Write each line exactly as it stands, from the line containing "of boulder, then" through the end of the data.

**** ENTRIES

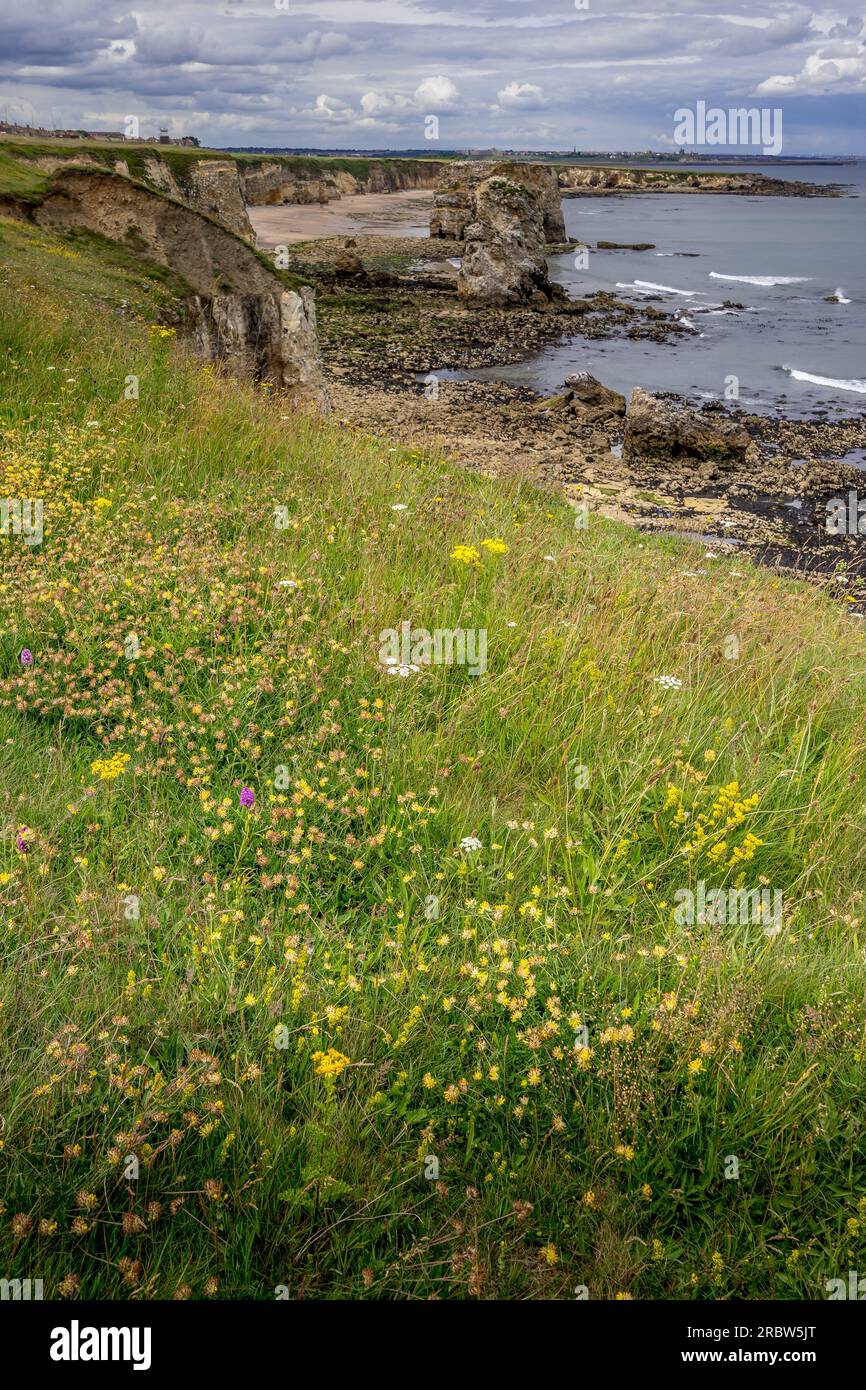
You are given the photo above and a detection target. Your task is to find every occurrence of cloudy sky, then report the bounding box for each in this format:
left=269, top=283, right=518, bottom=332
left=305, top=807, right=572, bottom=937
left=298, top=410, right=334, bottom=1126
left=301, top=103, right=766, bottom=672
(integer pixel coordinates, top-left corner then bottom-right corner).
left=0, top=0, right=866, bottom=154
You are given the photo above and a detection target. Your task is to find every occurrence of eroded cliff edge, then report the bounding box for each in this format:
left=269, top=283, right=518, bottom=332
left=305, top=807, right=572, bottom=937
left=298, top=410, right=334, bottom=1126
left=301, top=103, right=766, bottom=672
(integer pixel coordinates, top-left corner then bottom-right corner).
left=3, top=168, right=327, bottom=410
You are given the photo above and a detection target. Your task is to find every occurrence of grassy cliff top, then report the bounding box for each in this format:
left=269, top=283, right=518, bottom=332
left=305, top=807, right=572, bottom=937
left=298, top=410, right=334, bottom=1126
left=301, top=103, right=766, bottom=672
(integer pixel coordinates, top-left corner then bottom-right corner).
left=0, top=211, right=866, bottom=1300
left=0, top=136, right=441, bottom=183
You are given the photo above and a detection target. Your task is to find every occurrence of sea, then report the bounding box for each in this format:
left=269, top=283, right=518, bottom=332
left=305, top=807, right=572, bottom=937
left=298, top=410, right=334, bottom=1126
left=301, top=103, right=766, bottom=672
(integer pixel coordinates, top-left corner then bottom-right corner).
left=460, top=161, right=866, bottom=420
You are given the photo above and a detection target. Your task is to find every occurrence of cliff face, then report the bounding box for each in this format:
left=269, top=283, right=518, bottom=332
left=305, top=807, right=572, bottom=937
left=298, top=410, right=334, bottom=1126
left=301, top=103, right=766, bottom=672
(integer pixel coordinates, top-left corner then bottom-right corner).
left=22, top=146, right=446, bottom=233
left=457, top=177, right=562, bottom=309
left=238, top=160, right=443, bottom=206
left=550, top=164, right=837, bottom=197
left=15, top=168, right=327, bottom=409
left=430, top=160, right=566, bottom=242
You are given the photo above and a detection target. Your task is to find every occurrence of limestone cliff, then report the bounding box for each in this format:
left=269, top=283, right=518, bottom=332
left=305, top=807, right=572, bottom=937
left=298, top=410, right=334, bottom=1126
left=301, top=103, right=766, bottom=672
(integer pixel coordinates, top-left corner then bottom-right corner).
left=7, top=168, right=327, bottom=409
left=238, top=158, right=445, bottom=206
left=457, top=177, right=563, bottom=309
left=430, top=160, right=566, bottom=242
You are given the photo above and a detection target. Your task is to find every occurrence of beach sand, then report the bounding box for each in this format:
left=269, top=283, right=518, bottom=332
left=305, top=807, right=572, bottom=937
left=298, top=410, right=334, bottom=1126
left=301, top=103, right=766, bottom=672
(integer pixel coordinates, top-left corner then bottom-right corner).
left=247, top=189, right=434, bottom=246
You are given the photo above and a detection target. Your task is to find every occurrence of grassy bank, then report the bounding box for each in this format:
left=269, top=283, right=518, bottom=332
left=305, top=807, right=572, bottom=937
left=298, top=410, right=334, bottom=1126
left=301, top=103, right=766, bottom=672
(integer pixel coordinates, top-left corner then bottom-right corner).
left=0, top=211, right=866, bottom=1300
left=0, top=136, right=442, bottom=190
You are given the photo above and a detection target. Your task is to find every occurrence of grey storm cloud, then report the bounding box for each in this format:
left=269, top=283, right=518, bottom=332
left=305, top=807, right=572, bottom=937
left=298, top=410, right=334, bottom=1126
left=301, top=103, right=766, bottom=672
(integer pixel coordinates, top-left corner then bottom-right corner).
left=0, top=0, right=866, bottom=153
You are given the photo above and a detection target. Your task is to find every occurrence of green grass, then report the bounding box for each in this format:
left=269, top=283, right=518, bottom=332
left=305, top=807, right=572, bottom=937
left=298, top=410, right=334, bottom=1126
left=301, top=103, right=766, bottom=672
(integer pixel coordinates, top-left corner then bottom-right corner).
left=0, top=222, right=866, bottom=1300
left=0, top=138, right=442, bottom=190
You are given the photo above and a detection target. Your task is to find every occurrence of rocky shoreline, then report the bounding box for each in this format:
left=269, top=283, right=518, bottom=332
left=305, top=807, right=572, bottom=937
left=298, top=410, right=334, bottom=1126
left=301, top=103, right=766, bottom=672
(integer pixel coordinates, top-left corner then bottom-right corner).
left=284, top=236, right=866, bottom=612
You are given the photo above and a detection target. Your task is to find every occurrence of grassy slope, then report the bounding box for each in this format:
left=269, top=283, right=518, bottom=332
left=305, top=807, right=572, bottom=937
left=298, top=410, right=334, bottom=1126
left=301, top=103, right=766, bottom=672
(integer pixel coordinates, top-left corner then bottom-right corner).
left=0, top=211, right=866, bottom=1298
left=0, top=139, right=447, bottom=188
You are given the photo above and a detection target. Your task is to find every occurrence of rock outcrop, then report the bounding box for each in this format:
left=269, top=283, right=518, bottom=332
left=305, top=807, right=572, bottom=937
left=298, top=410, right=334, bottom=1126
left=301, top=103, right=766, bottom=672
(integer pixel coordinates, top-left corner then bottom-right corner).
left=181, top=160, right=256, bottom=243
left=457, top=177, right=564, bottom=309
left=430, top=160, right=566, bottom=242
left=550, top=164, right=838, bottom=197
left=623, top=386, right=755, bottom=475
left=555, top=371, right=626, bottom=424
left=16, top=168, right=327, bottom=409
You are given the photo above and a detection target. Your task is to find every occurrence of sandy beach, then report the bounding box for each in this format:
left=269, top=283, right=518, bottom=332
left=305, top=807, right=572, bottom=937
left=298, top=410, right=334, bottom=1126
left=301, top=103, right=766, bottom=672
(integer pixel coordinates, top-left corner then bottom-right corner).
left=247, top=189, right=434, bottom=246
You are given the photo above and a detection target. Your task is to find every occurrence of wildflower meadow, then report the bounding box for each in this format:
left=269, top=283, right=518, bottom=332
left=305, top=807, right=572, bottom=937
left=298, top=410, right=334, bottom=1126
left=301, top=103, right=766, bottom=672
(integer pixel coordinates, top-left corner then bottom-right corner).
left=0, top=221, right=866, bottom=1300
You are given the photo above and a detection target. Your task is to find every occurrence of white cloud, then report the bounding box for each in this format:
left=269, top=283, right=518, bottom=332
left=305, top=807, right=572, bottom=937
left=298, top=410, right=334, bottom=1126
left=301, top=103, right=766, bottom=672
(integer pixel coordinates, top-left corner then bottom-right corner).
left=414, top=76, right=460, bottom=113
left=496, top=82, right=546, bottom=111
left=755, top=43, right=866, bottom=96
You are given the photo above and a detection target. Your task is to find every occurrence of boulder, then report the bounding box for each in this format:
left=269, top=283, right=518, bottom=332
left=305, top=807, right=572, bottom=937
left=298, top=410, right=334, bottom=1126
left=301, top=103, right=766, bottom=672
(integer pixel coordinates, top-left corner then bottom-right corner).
left=623, top=386, right=753, bottom=473
left=457, top=177, right=563, bottom=309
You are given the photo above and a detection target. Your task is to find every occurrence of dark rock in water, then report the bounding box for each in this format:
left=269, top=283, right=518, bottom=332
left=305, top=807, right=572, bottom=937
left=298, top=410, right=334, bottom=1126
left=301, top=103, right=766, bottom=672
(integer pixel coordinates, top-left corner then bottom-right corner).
left=535, top=371, right=626, bottom=425
left=334, top=236, right=364, bottom=277
left=566, top=371, right=626, bottom=420
left=623, top=386, right=753, bottom=474
left=457, top=177, right=564, bottom=309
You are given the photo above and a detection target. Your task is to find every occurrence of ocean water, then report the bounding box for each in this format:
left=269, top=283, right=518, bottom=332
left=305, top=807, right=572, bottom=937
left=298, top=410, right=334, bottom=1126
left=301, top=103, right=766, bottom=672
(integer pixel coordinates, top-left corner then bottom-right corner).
left=461, top=161, right=866, bottom=418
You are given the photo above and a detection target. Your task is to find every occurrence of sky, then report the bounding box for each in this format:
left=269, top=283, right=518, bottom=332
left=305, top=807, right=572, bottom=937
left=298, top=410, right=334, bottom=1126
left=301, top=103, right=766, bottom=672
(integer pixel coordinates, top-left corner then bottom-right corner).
left=0, top=0, right=866, bottom=154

********

OUTPUT OF THE EXERCISE |
You are given the photo above and a detection target. Your task is to find every occurrence of boulder, then report the bounding box for each in this format:
left=269, top=283, right=518, bottom=332
left=305, top=807, right=572, bottom=937
left=298, top=410, right=334, bottom=1126
left=301, top=103, right=766, bottom=672
(integer pixel coordinates, top-left corner then bottom-right corner).
left=623, top=386, right=753, bottom=473
left=457, top=177, right=563, bottom=309
You are given the photo above and a detection target. Your task is to find every occurrence of dark rock in water, then report the bounding box for each in this format:
left=269, top=283, right=518, bottom=332
left=305, top=807, right=572, bottom=937
left=298, top=410, right=334, bottom=1126
left=301, top=103, right=766, bottom=672
(integer pixel coordinates, top-left corner then bottom-right corner).
left=535, top=371, right=626, bottom=425
left=334, top=236, right=364, bottom=277
left=566, top=371, right=626, bottom=420
left=623, top=386, right=753, bottom=474
left=457, top=177, right=564, bottom=309
You are given the photo above and a detection target. Your task is to find every occurrence of ocean water, then report the bounding box for each in this format:
left=269, top=283, right=518, bottom=332
left=305, top=807, right=572, bottom=937
left=298, top=410, right=334, bottom=1126
left=301, top=103, right=766, bottom=672
(integer pixel coordinates, top-left corner then bottom-right corner).
left=461, top=161, right=866, bottom=418
You are given the photo above and a detection target. Your task is to find every occurrence of sky, then report the bounding box for each in this format:
left=269, top=283, right=518, bottom=332
left=305, top=807, right=572, bottom=937
left=298, top=410, right=334, bottom=1126
left=301, top=103, right=766, bottom=672
(integer pixel coordinates, top-left corner then bottom-right corner).
left=0, top=0, right=866, bottom=154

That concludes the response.